◆ **Passage**:
== Segment start ==
After Diversity Maximum Demand (ADMD) is the diversified peak demand per dwelling, typically expressed in kVA. It already accounts for the statistical diversity between dwellings -- the fact that not all households cook, run air conditioning, and heat water simultaneously. ADMD is multiplied directly by the number of dwellings to give the total network demand. This differs from commercial maximum demand calculations where you first sum connected loads by category, apply demand factors to each category, then apply a building diversity factor. ADMD values range from 3 kVA (temperate, no AC) to 12 kVA (cold climate, electric heating) and are typically established by the local distribution utility based on metered data.
A ring-main LV network provides two supply paths to every point on the network. Under normal conditions, the ring operates with a normally-open point (NOP) that splits it into two radial feeders, each supplied by a different transformer. When one transformer or cable section fails, the NOP closes (manually or via an automatic transfer switch), and the surviving transformer feeds the entire ring. This restores supply to all consumers within seconds or minutes, compared to hours, days, or months for a radial feeder where a single failure isolates all downstream consumers until the damaged equipment is physically replaced.
== Segment end ==
◆ **Tasks to carry out**:
[A] How would you render this sentence from the passage on electrical distribution in Spanish: "ADMD is multiplied directly by the number of dwellings to give the total network demand."
[B] Can you reproduce word for word the part of the passage on electrical distribution that begins at the words "A ring-main LV" and stops after "is physically replaced."?
The records are separate material and have no connection to the passage on electrical distribution.

◆ **Information supplied**:
== Segment start ==
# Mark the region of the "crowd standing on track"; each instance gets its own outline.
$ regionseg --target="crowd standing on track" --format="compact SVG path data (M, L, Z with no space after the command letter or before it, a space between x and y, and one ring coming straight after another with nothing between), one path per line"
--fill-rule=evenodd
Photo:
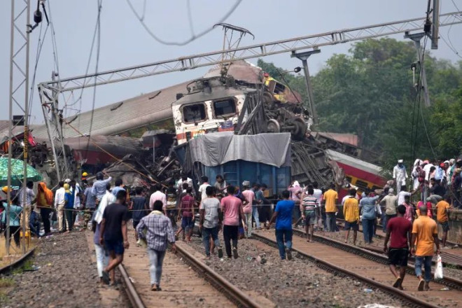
== Segment end ==
== Segment start ==
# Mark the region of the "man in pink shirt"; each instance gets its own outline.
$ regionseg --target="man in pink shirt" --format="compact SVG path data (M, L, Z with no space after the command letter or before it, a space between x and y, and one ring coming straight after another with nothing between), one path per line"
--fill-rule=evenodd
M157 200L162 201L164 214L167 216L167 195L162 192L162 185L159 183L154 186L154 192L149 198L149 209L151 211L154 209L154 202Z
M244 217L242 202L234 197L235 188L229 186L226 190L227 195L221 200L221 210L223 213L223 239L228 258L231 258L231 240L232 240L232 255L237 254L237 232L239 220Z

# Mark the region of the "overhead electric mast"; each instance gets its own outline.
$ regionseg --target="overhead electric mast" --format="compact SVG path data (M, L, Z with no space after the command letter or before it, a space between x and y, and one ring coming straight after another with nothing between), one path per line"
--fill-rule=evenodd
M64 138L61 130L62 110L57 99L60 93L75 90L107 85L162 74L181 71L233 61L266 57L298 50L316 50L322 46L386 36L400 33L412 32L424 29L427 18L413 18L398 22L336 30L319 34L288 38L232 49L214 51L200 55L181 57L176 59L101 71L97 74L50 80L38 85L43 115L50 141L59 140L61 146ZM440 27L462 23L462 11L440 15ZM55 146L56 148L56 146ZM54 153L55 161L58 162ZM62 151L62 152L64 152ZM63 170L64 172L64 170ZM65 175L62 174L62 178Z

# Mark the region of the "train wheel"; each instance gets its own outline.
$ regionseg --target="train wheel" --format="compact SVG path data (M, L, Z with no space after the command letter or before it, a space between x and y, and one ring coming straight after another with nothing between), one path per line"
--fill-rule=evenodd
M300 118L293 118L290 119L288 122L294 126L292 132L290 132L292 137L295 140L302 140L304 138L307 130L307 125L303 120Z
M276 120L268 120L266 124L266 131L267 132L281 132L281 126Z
== Segment end ==
◆ **Your responses**:
[A] El ADMD se multiplica directamente por el número de viviendas para obtener la demanda total de la red.

[B]
A ring-main LV network provides two supply paths to every point on the network. Under normal conditions, the ring operates with a normally-open point (NOP) that splits it into two radial feeders, each supplied by a different transformer. When one transformer or cable section fails, the NOP closes (manually or via an automatic transfer switch), and the surviving transformer feeds the entire ring. This restores supply to all consumers within seconds or minutes, compared to hours, days, or months for a radial feeder where a single failure isolates all downstream consumers until the damaged equipment is physically replaced.